What to produce: To complete the exercise, repeat every record exactly as it stands.

Task input:
----------

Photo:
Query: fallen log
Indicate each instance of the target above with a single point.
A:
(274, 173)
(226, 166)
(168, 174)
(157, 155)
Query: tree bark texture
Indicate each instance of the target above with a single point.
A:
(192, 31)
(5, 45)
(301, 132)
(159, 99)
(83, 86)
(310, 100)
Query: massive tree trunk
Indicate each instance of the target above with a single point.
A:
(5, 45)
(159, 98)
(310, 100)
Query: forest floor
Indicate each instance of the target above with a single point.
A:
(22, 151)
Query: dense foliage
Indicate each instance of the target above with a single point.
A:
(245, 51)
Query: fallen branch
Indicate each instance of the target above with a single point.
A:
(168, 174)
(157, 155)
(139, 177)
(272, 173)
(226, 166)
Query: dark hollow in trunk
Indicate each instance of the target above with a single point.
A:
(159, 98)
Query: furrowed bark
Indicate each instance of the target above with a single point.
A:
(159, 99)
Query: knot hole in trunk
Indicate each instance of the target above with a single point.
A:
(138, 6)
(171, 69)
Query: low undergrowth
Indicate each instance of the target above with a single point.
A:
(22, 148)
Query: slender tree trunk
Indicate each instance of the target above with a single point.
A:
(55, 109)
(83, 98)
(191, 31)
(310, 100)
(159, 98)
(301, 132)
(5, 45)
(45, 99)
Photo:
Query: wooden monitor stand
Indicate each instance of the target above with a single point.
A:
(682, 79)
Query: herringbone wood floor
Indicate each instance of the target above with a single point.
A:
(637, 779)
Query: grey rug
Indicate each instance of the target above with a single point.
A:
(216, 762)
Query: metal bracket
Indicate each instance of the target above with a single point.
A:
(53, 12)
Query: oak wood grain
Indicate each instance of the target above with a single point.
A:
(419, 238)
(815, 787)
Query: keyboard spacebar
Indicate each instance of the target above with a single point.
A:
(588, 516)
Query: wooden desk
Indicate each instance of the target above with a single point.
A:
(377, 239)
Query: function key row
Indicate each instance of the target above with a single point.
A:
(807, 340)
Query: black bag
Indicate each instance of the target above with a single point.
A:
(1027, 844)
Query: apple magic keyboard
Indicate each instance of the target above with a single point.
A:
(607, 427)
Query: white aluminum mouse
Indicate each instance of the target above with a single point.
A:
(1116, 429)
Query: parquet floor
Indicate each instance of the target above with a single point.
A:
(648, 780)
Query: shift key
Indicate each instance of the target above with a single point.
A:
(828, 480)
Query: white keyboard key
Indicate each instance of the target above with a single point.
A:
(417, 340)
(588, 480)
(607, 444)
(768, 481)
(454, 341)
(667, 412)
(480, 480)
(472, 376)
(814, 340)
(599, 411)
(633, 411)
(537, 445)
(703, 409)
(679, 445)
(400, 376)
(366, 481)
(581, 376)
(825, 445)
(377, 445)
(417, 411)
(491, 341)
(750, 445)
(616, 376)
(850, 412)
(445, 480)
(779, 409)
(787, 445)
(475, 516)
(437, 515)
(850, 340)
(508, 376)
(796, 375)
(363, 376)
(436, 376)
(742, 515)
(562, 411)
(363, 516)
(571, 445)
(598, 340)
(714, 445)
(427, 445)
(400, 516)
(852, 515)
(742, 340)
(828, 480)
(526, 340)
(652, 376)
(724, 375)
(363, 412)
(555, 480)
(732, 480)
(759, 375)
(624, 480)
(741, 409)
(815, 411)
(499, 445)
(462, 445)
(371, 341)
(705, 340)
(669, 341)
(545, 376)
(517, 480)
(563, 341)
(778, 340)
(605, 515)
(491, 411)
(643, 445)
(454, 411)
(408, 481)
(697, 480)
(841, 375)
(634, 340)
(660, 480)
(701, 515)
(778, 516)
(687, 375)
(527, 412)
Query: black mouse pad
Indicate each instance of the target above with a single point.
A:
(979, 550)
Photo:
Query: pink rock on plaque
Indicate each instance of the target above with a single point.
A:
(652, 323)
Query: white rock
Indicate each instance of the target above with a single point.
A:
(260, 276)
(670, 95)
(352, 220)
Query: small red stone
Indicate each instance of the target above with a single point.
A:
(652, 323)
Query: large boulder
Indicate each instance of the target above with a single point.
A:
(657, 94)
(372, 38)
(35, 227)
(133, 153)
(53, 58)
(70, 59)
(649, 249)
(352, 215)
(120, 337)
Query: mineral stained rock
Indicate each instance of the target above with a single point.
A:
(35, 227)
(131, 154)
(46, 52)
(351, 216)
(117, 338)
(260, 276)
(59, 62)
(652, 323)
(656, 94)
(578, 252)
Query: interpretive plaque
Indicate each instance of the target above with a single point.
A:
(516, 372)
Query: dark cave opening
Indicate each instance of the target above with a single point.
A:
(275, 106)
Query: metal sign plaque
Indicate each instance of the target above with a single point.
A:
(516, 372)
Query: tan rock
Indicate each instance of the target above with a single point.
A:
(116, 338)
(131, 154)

----------

Expected answer:
Photo:
Query: fallen log
Indicate each instance of the target above with a single point.
A:
(274, 173)
(226, 166)
(168, 174)
(157, 155)
Query: tree bark texture
Indicate each instance of the target above with a single point.
A:
(192, 31)
(5, 45)
(301, 132)
(159, 99)
(83, 86)
(310, 100)
Query: massive tree trunk
Indicate each instance of the target above with a single point.
A:
(5, 45)
(159, 98)
(310, 100)
Query: forest floor
Indicate each instance of the target above with a single point.
A:
(22, 151)
Query: dense foliage
Indicate each instance of the target above with a single point.
A:
(245, 51)
Query: fallen branch
Indicate each instance of the target above with a single point.
A:
(168, 174)
(157, 155)
(139, 177)
(272, 173)
(226, 166)
Query: dark hollow in trunk
Indicate each instance of the target above with a single point.
A:
(159, 98)
Query: furrowed bark
Indicate each instance of the target above with a single point.
A:
(159, 99)
Query: knot hole in trunk
Indicate each instance of the target above with a single point.
A:
(138, 6)
(171, 69)
Query: low undergrowth
Indicate each instance of the target above with a single point.
A:
(22, 148)
Query: slender tree trunk
Indicate each instance of the target above with a single point.
A:
(55, 109)
(83, 98)
(191, 31)
(310, 100)
(159, 98)
(301, 132)
(5, 45)
(45, 99)
Photo:
Query: wooden monitor stand
Indicate each instance of the target above with a single point.
A:
(682, 79)
Query: herringbone wood floor
Indicate each instance of the target above with a single point.
A:
(637, 779)
Query: grey rug
Indicate each instance of the target above with a single point.
A:
(216, 762)
Query: metal bracket
Indicate each instance of the target above with a single point.
A:
(53, 12)
Query: oak wood grain
Indicate each instance of the target above with a single point.
A:
(419, 238)
(815, 787)
Query: keyboard spacebar
Indicate each instance of the target above with a single point.
A:
(588, 516)
Query: wooden desk
Indicate each instance of the target above with a single point.
A:
(377, 239)
Query: function key row
Indicate each instance of the target above with a single point.
A:
(807, 340)
Query: black bag
Indicate each instance of the target above with a single point.
A:
(1027, 844)
Query: apple magic keyboard
Indicate each instance of the target above with a single point.
A:
(607, 427)
Query: white aluminum mouse
Indicate each instance of the target above with a single point.
A:
(1116, 429)
Query: parquet floor
Indicate each instance of the target above with a single point.
A:
(648, 780)
Query: shift key
Indicate each instance of the target above with a single point.
A:
(828, 480)
Query: white keyboard key
Indicate each instance of the target above with a single point.
A:
(417, 340)
(588, 480)
(607, 444)
(768, 481)
(454, 341)
(667, 412)
(480, 480)
(472, 376)
(814, 340)
(599, 411)
(633, 411)
(537, 445)
(703, 409)
(679, 445)
(400, 376)
(366, 481)
(581, 376)
(825, 445)
(377, 445)
(417, 411)
(491, 341)
(750, 445)
(616, 376)
(850, 412)
(445, 480)
(779, 409)
(787, 445)
(475, 516)
(437, 515)
(850, 340)
(508, 376)
(796, 375)
(363, 376)
(436, 376)
(742, 515)
(562, 411)
(363, 516)
(571, 445)
(598, 340)
(714, 445)
(427, 445)
(400, 516)
(852, 515)
(742, 340)
(828, 480)
(526, 340)
(652, 376)
(724, 375)
(363, 412)
(555, 480)
(732, 480)
(759, 375)
(624, 480)
(741, 409)
(815, 411)
(499, 445)
(462, 445)
(371, 341)
(705, 340)
(669, 341)
(545, 376)
(517, 480)
(563, 341)
(778, 340)
(605, 515)
(491, 411)
(643, 445)
(454, 411)
(408, 481)
(697, 480)
(841, 375)
(634, 340)
(660, 480)
(701, 515)
(778, 516)
(687, 375)
(527, 412)
Query: black mouse pad
Indicate each instance of the target above with a single point.
A:
(979, 550)
Photo:
Query: pink rock on plaque
Indicate each instance of the target above with a single point.
A:
(652, 323)
Query: white rock
Indicate each instance of the target above with a single point.
A:
(260, 276)
(670, 95)
(352, 220)
Query: small red stone
Indicate each instance of the target above with a single point.
A:
(652, 323)
Query: large boulder
Indicate each instance of the target above with a single point.
A:
(657, 94)
(372, 38)
(35, 227)
(133, 153)
(53, 58)
(70, 59)
(649, 249)
(352, 215)
(120, 337)
Query: mineral stained rock
Indicate each instance of the target above with a single point.
A:
(35, 227)
(131, 154)
(46, 52)
(351, 216)
(117, 338)
(260, 276)
(59, 62)
(652, 323)
(656, 94)
(578, 252)
Query: interpretive plaque
Indicate each instance of the target above with a single point.
A:
(516, 372)
Query: dark cave opening
Indicate each instance of the target above with a single point.
A:
(275, 106)
Query: metal sign plaque
Indicate each instance of the target above with a single point.
A:
(516, 372)
Query: tan rock
Indicate each instance of the target above with a single point.
A:
(116, 338)
(131, 154)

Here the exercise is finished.